Records from a data collection:
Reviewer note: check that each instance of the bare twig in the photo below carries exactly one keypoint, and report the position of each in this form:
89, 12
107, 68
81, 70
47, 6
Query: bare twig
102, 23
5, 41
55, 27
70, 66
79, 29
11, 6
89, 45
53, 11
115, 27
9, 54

**WORK TO BE COMPLETED**. The response must restate every entry word for word.

**ANSWER BOX**.
Reviewer note: check that each instance of the bare twig in the photo below carries exactly one keypoint, and report the position of each in this form:
89, 12
107, 68
81, 70
47, 6
Query: bare twig
102, 23
5, 41
55, 27
70, 66
79, 29
11, 6
89, 45
53, 11
115, 27
9, 54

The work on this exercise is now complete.